Output every line of the listing as it stands.

-- Opening Marker --

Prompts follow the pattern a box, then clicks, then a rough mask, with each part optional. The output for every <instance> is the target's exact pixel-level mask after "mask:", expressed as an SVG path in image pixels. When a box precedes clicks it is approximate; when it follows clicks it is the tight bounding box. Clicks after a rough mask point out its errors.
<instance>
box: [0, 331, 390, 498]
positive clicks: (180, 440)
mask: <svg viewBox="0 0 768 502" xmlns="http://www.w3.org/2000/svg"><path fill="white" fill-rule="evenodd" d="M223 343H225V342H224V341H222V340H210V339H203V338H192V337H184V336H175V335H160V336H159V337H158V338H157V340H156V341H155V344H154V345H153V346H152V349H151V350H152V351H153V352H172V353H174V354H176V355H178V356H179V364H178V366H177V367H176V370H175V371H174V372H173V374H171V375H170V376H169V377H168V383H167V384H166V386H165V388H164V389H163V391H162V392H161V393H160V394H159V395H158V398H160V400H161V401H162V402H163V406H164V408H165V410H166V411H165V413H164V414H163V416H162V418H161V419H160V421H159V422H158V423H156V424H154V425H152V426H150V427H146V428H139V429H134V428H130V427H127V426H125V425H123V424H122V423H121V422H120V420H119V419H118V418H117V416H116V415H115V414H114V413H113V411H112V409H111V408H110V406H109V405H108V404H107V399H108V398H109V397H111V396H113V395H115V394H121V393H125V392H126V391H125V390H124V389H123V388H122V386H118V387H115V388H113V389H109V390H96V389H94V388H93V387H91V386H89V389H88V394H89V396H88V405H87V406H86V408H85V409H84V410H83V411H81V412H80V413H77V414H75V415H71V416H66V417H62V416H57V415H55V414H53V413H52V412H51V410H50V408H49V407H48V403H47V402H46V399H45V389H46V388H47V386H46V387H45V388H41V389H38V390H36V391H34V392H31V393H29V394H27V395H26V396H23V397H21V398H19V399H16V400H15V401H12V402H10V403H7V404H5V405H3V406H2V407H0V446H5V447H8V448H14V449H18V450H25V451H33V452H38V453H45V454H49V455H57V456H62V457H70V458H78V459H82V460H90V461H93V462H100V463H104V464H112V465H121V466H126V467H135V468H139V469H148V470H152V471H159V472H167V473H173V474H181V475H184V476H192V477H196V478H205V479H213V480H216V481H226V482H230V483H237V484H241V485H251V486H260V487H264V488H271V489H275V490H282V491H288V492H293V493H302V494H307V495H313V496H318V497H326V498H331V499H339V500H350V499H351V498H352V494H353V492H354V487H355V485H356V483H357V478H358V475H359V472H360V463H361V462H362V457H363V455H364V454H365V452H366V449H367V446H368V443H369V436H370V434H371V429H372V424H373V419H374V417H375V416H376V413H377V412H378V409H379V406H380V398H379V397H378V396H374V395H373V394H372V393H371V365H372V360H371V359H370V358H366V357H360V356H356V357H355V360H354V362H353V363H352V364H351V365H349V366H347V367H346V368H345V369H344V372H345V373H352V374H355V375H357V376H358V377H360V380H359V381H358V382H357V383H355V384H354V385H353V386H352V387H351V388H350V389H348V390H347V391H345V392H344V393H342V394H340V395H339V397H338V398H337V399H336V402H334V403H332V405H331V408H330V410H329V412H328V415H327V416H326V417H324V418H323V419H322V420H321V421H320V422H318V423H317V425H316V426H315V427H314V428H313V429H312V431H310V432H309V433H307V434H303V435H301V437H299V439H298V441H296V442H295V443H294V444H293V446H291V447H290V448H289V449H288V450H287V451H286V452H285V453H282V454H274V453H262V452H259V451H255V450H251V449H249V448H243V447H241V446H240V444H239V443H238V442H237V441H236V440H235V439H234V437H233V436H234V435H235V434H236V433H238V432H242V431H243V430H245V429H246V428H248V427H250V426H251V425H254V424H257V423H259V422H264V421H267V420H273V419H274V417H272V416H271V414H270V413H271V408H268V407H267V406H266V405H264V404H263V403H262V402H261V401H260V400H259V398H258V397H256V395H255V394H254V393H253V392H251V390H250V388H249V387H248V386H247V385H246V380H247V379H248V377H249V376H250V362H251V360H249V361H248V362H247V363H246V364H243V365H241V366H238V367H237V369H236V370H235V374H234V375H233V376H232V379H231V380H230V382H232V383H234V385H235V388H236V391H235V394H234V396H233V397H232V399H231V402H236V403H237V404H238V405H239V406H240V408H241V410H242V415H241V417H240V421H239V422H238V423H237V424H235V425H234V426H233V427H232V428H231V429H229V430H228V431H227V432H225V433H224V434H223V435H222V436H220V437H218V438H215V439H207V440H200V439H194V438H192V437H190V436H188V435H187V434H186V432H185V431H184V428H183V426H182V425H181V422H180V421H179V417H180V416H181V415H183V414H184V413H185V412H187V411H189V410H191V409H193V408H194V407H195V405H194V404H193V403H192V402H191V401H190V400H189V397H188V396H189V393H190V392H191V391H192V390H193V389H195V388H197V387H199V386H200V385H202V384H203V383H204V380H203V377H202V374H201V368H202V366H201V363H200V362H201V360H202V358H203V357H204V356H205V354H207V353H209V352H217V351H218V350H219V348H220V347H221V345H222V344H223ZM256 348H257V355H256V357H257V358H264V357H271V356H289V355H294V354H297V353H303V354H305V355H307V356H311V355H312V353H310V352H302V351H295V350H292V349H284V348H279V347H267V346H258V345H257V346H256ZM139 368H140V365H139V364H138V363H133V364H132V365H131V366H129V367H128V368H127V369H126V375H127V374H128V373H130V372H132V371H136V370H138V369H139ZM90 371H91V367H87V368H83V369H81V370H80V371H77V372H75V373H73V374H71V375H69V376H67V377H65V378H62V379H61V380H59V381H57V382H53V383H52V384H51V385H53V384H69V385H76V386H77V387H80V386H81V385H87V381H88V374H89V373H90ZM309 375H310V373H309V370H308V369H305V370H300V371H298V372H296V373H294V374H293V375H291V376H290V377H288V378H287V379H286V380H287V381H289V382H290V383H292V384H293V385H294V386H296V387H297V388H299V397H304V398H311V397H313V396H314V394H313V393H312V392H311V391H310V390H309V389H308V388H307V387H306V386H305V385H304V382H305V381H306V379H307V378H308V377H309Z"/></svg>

-- Closing Marker --

Solution for this problem:
Prompts follow the pattern a box, then clicks, then a rough mask, with each part optional. The output for every <instance> is the target's exact pixel-level mask after "mask:", expressed as an SVG path in image pixels. When a box precedes clicks it is approximate; when it follows clicks it is the tight bounding box. Clicks after a rough mask point out its errors.
<instance>
box: [0, 331, 390, 498]
positive clicks: (180, 440)
mask: <svg viewBox="0 0 768 502" xmlns="http://www.w3.org/2000/svg"><path fill="white" fill-rule="evenodd" d="M223 343H225V342H224V341H222V340H210V339H203V338H192V337H184V336H175V335H160V336H159V337H158V338H157V340H156V341H155V344H154V345H153V346H152V349H151V350H152V351H153V352H172V353H174V354H176V355H178V356H179V364H178V366H177V367H176V370H175V371H174V372H173V374H171V375H170V376H169V377H168V383H167V384H166V386H165V388H164V389H163V391H162V392H161V393H160V394H159V395H158V398H160V400H161V401H162V402H163V406H164V408H165V410H166V411H165V413H164V414H163V416H162V418H161V419H160V421H159V422H158V423H156V424H154V425H152V426H150V427H146V428H139V429H134V428H130V427H127V426H125V425H123V424H122V423H121V422H120V420H119V419H118V418H117V416H116V415H115V414H114V413H113V411H112V409H111V408H110V406H109V405H108V404H107V399H108V398H109V397H111V396H113V395H115V394H121V393H125V392H126V391H125V390H124V389H123V388H122V386H118V387H115V388H113V389H109V390H96V389H94V388H93V387H91V386H89V389H88V394H89V396H88V405H87V406H86V408H85V409H84V410H83V411H81V412H80V413H77V414H75V415H71V416H66V417H62V416H57V415H55V414H53V413H52V412H51V410H50V408H49V407H48V403H47V402H46V399H45V389H46V388H47V386H46V387H45V388H41V389H38V390H36V391H34V392H31V393H29V394H27V395H26V396H23V397H21V398H19V399H16V400H15V401H12V402H10V403H7V404H5V405H3V406H2V407H0V446H5V447H8V448H14V449H18V450H25V451H33V452H38V453H45V454H49V455H57V456H62V457H70V458H78V459H82V460H90V461H93V462H100V463H104V464H112V465H121V466H126V467H135V468H139V469H148V470H152V471H159V472H167V473H173V474H181V475H184V476H192V477H196V478H205V479H213V480H216V481H226V482H230V483H237V484H241V485H251V486H260V487H264V488H271V489H275V490H282V491H288V492H293V493H302V494H307V495H313V496H318V497H326V498H331V499H339V500H350V499H351V498H352V494H353V492H354V487H355V485H356V483H357V478H358V475H359V472H360V463H361V462H362V457H363V455H364V454H365V452H366V449H367V446H368V443H369V436H370V434H371V429H372V424H373V419H374V417H375V416H376V413H377V412H378V409H379V406H380V398H379V397H378V396H374V395H373V394H372V393H371V365H372V360H371V359H370V358H366V357H360V356H356V357H355V360H354V362H353V363H352V364H351V365H349V366H347V367H346V368H345V369H344V372H345V373H352V374H355V375H357V376H358V377H360V380H359V381H358V382H357V383H355V384H354V385H353V386H352V387H351V388H350V389H348V390H347V391H345V392H344V393H342V394H340V395H339V397H338V398H337V399H336V402H334V403H332V405H331V408H330V410H329V412H328V415H327V416H326V417H324V418H323V419H322V420H321V421H320V422H318V423H317V425H316V426H315V427H314V428H313V429H312V431H310V432H309V433H307V434H303V435H301V437H299V439H298V441H296V442H295V443H294V444H293V446H291V447H290V448H289V449H288V450H287V451H286V452H285V453H282V454H274V453H262V452H259V451H255V450H251V449H249V448H243V447H241V446H240V444H239V443H238V442H237V441H236V440H235V439H234V437H233V436H234V435H235V434H236V433H238V432H242V431H243V430H245V429H246V428H248V427H250V426H251V425H254V424H257V423H259V422H264V421H267V420H273V419H274V417H272V416H271V414H270V413H271V408H268V407H267V406H266V405H264V404H263V403H262V402H261V401H260V400H259V398H258V397H256V395H255V394H254V393H253V392H251V390H250V388H249V387H248V386H247V385H246V380H247V379H248V377H249V376H250V362H251V360H249V361H248V362H247V363H246V364H243V365H241V366H238V367H237V369H236V370H235V374H234V375H233V376H232V379H231V380H230V382H232V383H234V385H235V388H236V391H235V394H234V396H233V397H232V399H231V402H236V403H237V404H238V405H239V406H240V408H241V410H242V415H241V417H240V421H239V422H238V423H237V424H235V425H234V426H233V427H232V428H231V429H229V430H228V431H227V432H225V433H224V434H223V435H222V436H220V437H218V438H215V439H207V440H200V439H194V438H192V437H190V436H188V435H187V434H186V432H185V431H184V428H183V426H182V425H181V422H180V421H179V417H180V416H181V415H183V414H184V413H185V412H187V411H189V410H191V409H193V408H194V407H195V405H194V404H193V403H192V402H191V401H190V400H189V397H188V396H189V393H190V392H191V391H192V390H193V389H195V388H197V387H199V386H200V385H202V384H203V383H204V380H203V377H202V374H201V368H202V366H201V363H200V362H201V360H202V358H203V357H204V356H205V354H207V353H209V352H217V351H218V350H219V348H220V347H221V345H222V344H223ZM256 348H257V355H256V357H257V358H264V357H271V356H289V355H294V354H297V353H303V354H305V355H307V356H311V355H312V353H310V352H302V351H295V350H292V349H284V348H279V347H267V346H258V345H257V346H256ZM139 368H140V365H139V364H138V363H133V364H132V365H131V366H129V367H128V368H127V369H126V375H127V374H128V373H130V372H132V371H136V370H138V369H139ZM90 371H91V367H87V368H83V369H81V370H80V371H77V372H75V373H73V374H71V375H69V376H67V377H65V378H62V379H61V380H59V381H57V382H53V383H52V384H51V385H53V384H69V385H76V386H77V387H80V386H81V385H87V381H88V374H89V373H90ZM309 375H310V373H309V370H308V369H305V370H300V371H298V372H296V373H294V374H293V375H291V376H290V377H288V378H287V379H286V380H287V381H289V382H290V383H292V384H293V385H294V386H296V387H297V388H299V397H304V398H311V397H313V396H314V394H313V393H312V392H311V391H310V390H309V389H308V388H307V387H306V386H305V385H304V382H305V381H306V379H307V378H308V377H309Z"/></svg>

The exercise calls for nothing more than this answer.